▼

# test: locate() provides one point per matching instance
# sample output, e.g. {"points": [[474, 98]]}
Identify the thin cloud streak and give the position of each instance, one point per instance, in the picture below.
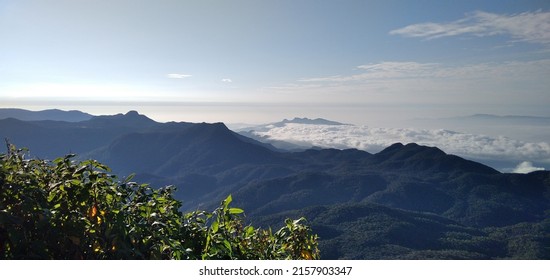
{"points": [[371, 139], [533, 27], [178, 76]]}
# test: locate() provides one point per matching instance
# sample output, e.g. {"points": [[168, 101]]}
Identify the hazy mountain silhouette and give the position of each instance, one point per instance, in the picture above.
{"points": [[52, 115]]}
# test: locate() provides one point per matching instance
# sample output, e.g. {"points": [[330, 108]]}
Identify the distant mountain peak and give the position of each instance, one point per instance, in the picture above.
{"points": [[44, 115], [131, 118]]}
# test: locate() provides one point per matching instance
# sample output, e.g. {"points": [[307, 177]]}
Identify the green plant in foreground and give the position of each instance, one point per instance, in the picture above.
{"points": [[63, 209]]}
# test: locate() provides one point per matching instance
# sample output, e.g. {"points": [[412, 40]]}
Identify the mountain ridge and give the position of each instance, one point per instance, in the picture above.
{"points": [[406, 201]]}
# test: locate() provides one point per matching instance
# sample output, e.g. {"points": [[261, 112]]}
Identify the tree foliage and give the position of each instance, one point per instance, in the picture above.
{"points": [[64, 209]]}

▲
▼

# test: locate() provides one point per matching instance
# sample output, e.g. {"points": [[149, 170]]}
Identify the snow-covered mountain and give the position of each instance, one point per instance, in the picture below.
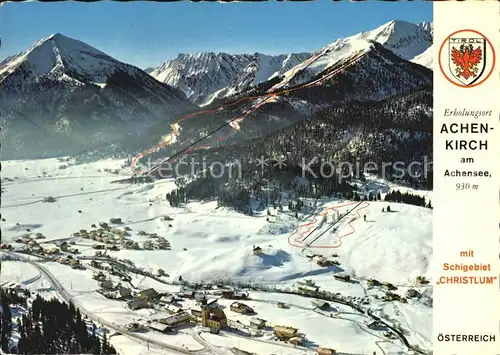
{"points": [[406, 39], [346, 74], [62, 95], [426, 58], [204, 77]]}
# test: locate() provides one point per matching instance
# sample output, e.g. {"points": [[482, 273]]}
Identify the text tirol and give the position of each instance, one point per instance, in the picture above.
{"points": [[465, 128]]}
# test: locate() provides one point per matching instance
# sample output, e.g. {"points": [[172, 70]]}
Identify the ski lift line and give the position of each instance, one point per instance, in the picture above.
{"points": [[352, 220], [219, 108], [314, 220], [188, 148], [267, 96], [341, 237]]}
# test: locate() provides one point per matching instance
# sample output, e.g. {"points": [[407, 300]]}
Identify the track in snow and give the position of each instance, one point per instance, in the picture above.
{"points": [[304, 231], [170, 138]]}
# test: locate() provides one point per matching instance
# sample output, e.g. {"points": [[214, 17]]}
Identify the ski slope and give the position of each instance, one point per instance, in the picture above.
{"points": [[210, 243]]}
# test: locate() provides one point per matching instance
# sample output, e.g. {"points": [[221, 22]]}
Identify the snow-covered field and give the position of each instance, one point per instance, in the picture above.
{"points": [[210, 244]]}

▲
▼

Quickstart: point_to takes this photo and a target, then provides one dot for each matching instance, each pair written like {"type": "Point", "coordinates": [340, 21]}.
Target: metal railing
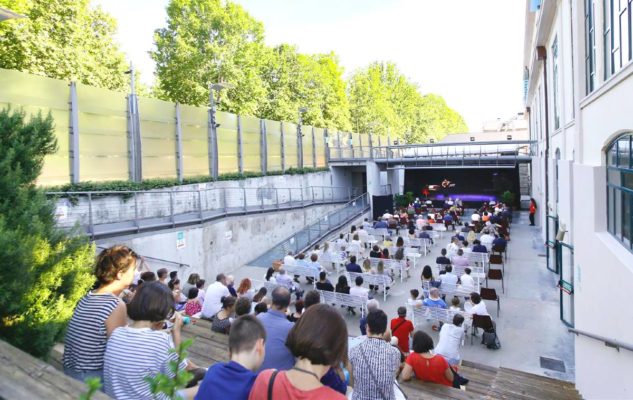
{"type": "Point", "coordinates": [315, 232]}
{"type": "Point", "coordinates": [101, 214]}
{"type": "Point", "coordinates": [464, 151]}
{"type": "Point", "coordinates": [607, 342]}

▲

The task: Reproduce every line in the data that has the word "sample" in it.

Task answer:
# sample output, e.g. {"points": [[474, 98]]}
# sample output, e.g. {"points": [[168, 101]]}
# sample output, e.g. {"points": [[330, 108]]}
# sample output, e.g. {"points": [[307, 177]]}
# sample output, e.g. {"points": [[412, 40]]}
# sample output, e.g. {"points": [[261, 112]]}
# sample output, e.g. {"points": [[149, 170]]}
# sample output, e.g. {"points": [[482, 273]]}
# sample output, e.g. {"points": [[172, 70]]}
# sample output, e.g. {"points": [[407, 300]]}
# sample output, e.g. {"points": [[214, 17]]}
# sample output, e.g. {"points": [[221, 22]]}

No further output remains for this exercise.